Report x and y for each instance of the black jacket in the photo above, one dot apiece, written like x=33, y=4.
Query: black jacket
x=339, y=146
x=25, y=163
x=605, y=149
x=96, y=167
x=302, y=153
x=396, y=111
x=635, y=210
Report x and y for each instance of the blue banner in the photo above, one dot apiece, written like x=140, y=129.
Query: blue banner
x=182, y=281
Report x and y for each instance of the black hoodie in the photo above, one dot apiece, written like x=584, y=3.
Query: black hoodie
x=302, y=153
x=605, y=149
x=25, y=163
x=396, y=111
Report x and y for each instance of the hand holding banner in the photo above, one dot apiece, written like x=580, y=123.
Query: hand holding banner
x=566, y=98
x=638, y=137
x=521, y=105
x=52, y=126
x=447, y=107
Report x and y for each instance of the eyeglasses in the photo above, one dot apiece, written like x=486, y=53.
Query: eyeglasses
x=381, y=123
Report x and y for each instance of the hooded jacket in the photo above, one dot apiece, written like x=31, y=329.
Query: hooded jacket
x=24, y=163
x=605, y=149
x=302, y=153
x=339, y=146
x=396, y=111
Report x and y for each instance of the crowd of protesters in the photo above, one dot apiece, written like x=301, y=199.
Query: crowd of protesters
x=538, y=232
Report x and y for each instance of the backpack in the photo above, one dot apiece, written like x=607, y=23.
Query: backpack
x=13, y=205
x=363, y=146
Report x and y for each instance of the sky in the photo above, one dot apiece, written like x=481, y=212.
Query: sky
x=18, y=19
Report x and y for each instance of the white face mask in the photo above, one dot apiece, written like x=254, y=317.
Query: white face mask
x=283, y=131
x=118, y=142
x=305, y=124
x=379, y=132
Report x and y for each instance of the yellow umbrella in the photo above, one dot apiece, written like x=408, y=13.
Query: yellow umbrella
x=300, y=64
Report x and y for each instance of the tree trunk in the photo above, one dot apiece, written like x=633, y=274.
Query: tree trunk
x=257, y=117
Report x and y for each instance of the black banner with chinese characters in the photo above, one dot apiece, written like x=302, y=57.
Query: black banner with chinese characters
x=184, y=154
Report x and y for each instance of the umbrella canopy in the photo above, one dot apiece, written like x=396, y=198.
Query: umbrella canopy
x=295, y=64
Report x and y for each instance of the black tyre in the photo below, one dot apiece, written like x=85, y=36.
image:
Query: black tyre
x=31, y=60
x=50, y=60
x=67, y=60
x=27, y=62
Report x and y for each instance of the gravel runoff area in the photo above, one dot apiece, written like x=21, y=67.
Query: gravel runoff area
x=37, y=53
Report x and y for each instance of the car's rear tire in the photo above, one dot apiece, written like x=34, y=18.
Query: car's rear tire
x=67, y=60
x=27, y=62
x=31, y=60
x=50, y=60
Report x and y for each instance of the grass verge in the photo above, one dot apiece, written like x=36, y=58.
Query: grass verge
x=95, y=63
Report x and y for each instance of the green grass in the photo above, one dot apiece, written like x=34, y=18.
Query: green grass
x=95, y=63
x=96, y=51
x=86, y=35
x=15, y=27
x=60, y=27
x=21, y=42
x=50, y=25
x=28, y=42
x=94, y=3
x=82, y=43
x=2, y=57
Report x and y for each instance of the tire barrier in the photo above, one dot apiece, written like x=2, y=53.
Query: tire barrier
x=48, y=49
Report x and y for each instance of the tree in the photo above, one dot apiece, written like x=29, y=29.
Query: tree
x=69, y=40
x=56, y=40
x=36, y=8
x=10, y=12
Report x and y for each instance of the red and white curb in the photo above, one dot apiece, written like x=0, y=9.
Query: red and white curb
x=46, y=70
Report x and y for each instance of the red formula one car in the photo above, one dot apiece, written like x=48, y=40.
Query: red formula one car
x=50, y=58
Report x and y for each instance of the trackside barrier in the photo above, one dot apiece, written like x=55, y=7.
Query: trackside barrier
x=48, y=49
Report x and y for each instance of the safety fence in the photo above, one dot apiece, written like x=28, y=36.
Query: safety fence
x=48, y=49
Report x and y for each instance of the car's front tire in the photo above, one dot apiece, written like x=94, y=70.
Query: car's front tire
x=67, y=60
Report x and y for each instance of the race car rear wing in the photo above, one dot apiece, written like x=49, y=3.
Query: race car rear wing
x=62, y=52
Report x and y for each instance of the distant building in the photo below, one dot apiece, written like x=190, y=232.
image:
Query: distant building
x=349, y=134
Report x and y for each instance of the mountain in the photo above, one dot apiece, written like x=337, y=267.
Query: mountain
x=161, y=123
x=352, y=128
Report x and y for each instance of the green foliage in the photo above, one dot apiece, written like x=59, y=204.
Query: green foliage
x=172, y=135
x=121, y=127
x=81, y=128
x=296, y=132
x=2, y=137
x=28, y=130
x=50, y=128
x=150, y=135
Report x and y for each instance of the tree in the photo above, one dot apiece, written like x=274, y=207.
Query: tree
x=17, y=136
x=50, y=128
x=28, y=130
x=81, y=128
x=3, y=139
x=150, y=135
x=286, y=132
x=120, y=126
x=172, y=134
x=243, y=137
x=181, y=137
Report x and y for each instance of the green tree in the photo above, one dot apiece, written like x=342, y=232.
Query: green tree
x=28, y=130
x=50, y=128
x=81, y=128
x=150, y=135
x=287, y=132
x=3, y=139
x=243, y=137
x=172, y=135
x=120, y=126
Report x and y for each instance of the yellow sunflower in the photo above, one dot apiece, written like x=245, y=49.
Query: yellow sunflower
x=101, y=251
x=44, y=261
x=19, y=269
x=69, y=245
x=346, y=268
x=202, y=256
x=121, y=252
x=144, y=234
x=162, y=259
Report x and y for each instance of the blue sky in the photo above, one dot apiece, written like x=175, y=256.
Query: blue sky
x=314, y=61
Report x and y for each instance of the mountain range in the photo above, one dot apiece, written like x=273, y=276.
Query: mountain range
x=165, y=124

☆ ☆ ☆

§ GIVEN INSTRUCTION: Quote every row above word for word, leaving nothing out and changing nothing.

§ EXERCISE RESPONSE:
Report x and y for each instance of the black jacket in the photo above, one dot apiece, written like x=33, y=4.
Query: black jacket
x=339, y=146
x=25, y=163
x=605, y=149
x=96, y=167
x=302, y=153
x=396, y=111
x=635, y=210
Report x and y for each instance of the blue banner in the photo above, one dot apiece, written like x=140, y=129.
Query: blue banner
x=182, y=281
Report x and y for each instance of the black hoodie in the photo above, one dot apiece, written like x=584, y=3.
Query: black hoodie
x=302, y=153
x=605, y=149
x=25, y=163
x=396, y=111
Report x and y for each instance of the hand holding banner in the photo above, one dot apiece, written like x=580, y=123.
Query: hand holding banner
x=566, y=98
x=638, y=137
x=521, y=105
x=52, y=126
x=447, y=107
Report x and y for each instance of the eyeglasses in the photo above, one dot apiece, written like x=486, y=53.
Query: eyeglasses
x=381, y=123
Report x and y for each instance of the hooded jacket in the photo above, one dot apiece, written like x=31, y=329.
Query: hooded jacket
x=24, y=163
x=605, y=149
x=302, y=153
x=339, y=146
x=396, y=111
Report x and y for each instance of the crowd of protesters in the photo above, one dot apiece, written like x=301, y=199.
Query: crowd of protesters
x=538, y=232
Report x and y for each instance of the backpack in the photo above, one dot apiece, written like x=607, y=23.
Query: backpack
x=13, y=205
x=363, y=146
Report x and y for each instance of the sky in the photo above, one dot apiece, written like x=481, y=212.
Query: sky
x=18, y=19
Report x and y for each instance of the white face mask in the photo above, one dot apiece, written like x=254, y=317.
Query: white face mask
x=283, y=131
x=118, y=142
x=305, y=124
x=379, y=132
Report x and y for each instance of the yellow umbrella in the photo above, one dot apiece, written like x=408, y=13.
Query: yellow umbrella
x=300, y=64
Report x and y for each instance of the tree trunk in the photo above, one dot apiece, written like x=633, y=274.
Query: tree trunk
x=257, y=117
Report x and y for each instance of the black banner with chinese characters in the photo above, one dot apiece, written like x=302, y=57.
Query: black banner with chinese characters
x=184, y=154
Report x and y for each instance of the umbrella canopy in the photo above, one dot apiece, written like x=396, y=198.
Query: umbrella canopy
x=295, y=64
Report x and y for each instance of the black tyre in the photo below, one dot apiece, written like x=85, y=36.
image:
Query: black tyre
x=31, y=60
x=50, y=60
x=67, y=60
x=27, y=62
Report x and y for each instance of the gravel runoff area in the photo above, one dot apiece, written like x=21, y=67.
Query: gravel runoff area
x=37, y=53
Report x and y for each instance of the car's rear tire in the photo above, one dot apiece, written like x=34, y=18.
Query: car's rear tire
x=67, y=60
x=27, y=62
x=31, y=60
x=50, y=60
Report x and y for each instance of the grass verge in the photo above, one dot apiece, written like x=36, y=58.
Query: grass verge
x=95, y=63
Report x and y for each instance of the green grass in the photo above, one dot apiece, written like x=34, y=18.
Query: green grass
x=95, y=63
x=96, y=51
x=86, y=35
x=15, y=27
x=60, y=27
x=21, y=42
x=50, y=25
x=28, y=42
x=94, y=3
x=82, y=43
x=2, y=57
Report x and y for each instance of the tire barrier in the photo above, one dot apiece, written like x=2, y=53.
Query: tire barrier
x=48, y=49
Report x and y for each instance of the tree in the photo above, one dot apiece, written like x=29, y=29.
Query: tree
x=69, y=40
x=56, y=40
x=36, y=8
x=10, y=12
Report x and y for each instance of the red and white curb in the photo above, one dot apiece, written like x=0, y=9.
Query: red and white curb
x=46, y=70
Report x and y for each instance of the red formula one car in the photo above, one dot apiece, written like x=48, y=40.
Query: red formula one car
x=50, y=58
Report x and y for each instance of the trackside barrier in the photo above, one dot apiece, written like x=55, y=7.
Query: trackside barrier
x=48, y=49
Report x and y for each instance of the safety fence in the photo above, one dot apiece, written like x=28, y=36.
Query: safety fence
x=48, y=49
Report x and y for each instance of the car's front tire in the photo above, one dot apiece, written like x=94, y=70.
Query: car's front tire
x=67, y=60
Report x and y for each instance of the race car rear wing in the photo above, one dot apiece, written like x=49, y=3.
Query: race car rear wing
x=62, y=52
Report x and y for each instance of the distant building in the photo below, one dot apiece, written like x=190, y=232.
image:
Query: distant building
x=349, y=134
Report x and y for each instance of the mountain in the photo above, one dot apiece, written like x=337, y=267.
Query: mountain
x=161, y=123
x=352, y=128
Report x and y for each instance of the green foliage in the photo above, one dot apiece, written like x=59, y=204.
Query: green foliage
x=172, y=135
x=121, y=127
x=81, y=128
x=296, y=132
x=2, y=137
x=28, y=130
x=50, y=128
x=150, y=135
Report x and y for each instance of the tree in the photo above, one dot apiece, written like x=274, y=207.
Query: tree
x=17, y=136
x=50, y=128
x=28, y=130
x=81, y=128
x=3, y=139
x=150, y=135
x=286, y=132
x=120, y=126
x=172, y=134
x=243, y=137
x=181, y=137
Report x and y for each instance of the green tree in the photo above, one dot apiece, written like x=342, y=232.
Query: green tree
x=28, y=130
x=50, y=128
x=81, y=128
x=150, y=135
x=287, y=132
x=3, y=139
x=243, y=137
x=172, y=135
x=120, y=126
Report x and y for each instance of the yellow sunflower in the photo above, one dot apiece, written like x=245, y=49.
Query: yellow sunflower
x=101, y=251
x=44, y=261
x=19, y=269
x=69, y=245
x=346, y=268
x=202, y=256
x=121, y=252
x=144, y=234
x=162, y=259
Report x and y for each instance of the blue sky in the photo above, one dot apiece, written like x=175, y=256.
Query: blue sky
x=314, y=61
Report x and y for each instance of the mountain range in the photo above, one dot apiece, written like x=273, y=276.
Query: mountain range
x=165, y=124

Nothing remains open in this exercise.